• **TASK BRIEF**
Using the records below, write out the line with "sample | <point>222,146</point>" and each line after it through the final one, exactly, and only those.

[INFORMATION SHOWN — start]

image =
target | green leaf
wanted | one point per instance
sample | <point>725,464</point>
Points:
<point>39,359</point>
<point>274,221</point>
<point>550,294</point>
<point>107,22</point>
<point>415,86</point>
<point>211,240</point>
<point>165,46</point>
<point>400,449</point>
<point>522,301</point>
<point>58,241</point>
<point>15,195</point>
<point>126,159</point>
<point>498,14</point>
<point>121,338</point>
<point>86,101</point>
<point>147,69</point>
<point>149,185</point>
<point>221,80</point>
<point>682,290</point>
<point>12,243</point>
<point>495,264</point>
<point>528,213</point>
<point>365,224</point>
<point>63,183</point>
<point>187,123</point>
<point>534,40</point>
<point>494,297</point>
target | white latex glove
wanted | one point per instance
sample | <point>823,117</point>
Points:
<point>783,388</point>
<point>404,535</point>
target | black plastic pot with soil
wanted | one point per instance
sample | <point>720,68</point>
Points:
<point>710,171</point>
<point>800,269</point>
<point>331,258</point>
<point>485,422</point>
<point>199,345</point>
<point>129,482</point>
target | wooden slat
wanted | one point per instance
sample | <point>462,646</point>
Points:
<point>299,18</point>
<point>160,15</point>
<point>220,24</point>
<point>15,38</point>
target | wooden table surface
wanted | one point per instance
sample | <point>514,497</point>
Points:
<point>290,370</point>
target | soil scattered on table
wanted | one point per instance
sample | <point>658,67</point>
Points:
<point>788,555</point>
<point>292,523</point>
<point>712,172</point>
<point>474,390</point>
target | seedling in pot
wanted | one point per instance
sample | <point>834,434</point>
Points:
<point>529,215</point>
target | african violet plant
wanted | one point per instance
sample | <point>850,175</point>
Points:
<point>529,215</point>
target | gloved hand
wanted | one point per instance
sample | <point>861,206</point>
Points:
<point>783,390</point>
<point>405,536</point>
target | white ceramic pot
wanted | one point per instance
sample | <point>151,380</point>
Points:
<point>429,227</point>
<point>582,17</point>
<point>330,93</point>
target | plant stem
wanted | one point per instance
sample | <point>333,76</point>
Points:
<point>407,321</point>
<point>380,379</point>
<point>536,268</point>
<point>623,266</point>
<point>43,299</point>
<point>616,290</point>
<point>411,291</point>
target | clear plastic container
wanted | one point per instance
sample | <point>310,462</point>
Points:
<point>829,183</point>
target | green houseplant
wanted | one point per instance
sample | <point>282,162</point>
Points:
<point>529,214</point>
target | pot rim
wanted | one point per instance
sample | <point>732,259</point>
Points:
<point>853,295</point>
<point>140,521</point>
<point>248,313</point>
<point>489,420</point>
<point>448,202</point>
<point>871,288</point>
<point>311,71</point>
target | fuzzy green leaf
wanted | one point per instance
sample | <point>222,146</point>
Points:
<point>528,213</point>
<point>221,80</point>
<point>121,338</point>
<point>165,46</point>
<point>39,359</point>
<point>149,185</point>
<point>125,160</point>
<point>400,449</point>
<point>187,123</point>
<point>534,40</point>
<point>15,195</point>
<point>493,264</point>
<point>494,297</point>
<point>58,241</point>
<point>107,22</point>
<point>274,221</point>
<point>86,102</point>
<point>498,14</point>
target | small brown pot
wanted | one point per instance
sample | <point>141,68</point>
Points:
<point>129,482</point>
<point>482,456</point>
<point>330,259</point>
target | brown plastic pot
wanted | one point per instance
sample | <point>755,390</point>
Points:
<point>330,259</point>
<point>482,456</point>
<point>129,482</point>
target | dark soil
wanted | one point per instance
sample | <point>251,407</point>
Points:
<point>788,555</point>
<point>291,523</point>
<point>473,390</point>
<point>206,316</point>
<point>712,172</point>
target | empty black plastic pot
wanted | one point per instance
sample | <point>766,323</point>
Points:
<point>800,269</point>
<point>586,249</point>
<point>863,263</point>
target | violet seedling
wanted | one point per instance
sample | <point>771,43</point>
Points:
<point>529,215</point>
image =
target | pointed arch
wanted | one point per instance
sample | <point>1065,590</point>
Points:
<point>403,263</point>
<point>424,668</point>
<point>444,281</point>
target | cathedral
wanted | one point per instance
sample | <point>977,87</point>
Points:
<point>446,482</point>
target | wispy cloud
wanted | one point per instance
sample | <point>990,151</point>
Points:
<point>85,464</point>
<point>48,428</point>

[INFORMATION SHOWN — finish]

• **EXPECTED ANSWER**
sample | <point>222,146</point>
Points:
<point>528,213</point>
<point>221,80</point>
<point>121,338</point>
<point>165,46</point>
<point>39,359</point>
<point>149,185</point>
<point>125,160</point>
<point>400,449</point>
<point>187,123</point>
<point>534,40</point>
<point>15,195</point>
<point>493,264</point>
<point>494,297</point>
<point>58,241</point>
<point>107,22</point>
<point>274,221</point>
<point>86,102</point>
<point>498,14</point>
target | small brown pot
wanted | one point per instance
sample | <point>141,68</point>
Points:
<point>129,482</point>
<point>482,456</point>
<point>330,259</point>
target | brown plastic pot
wanted | one point per instance
sample | <point>755,390</point>
Points:
<point>330,259</point>
<point>482,456</point>
<point>129,482</point>
target | dark soil
wanted | one point per instance
sample | <point>251,407</point>
Points:
<point>788,555</point>
<point>291,523</point>
<point>473,390</point>
<point>206,316</point>
<point>712,172</point>
target | empty black plastic pot
wanted | one point per instance
sample | <point>766,323</point>
Points:
<point>800,269</point>
<point>586,249</point>
<point>863,263</point>
target | violet seedling
wanted | one point per instance
sample | <point>771,43</point>
Points:
<point>529,215</point>
image =
target | pointed arch
wanted | one point per instance
sample | <point>1065,590</point>
Points:
<point>403,263</point>
<point>424,668</point>
<point>444,281</point>
target | cathedral
wanted | one point per instance
sample | <point>977,87</point>
Points:
<point>446,482</point>
target | wispy cloud
wanted | one point per instance
sample | <point>990,151</point>
Points:
<point>85,464</point>
<point>48,428</point>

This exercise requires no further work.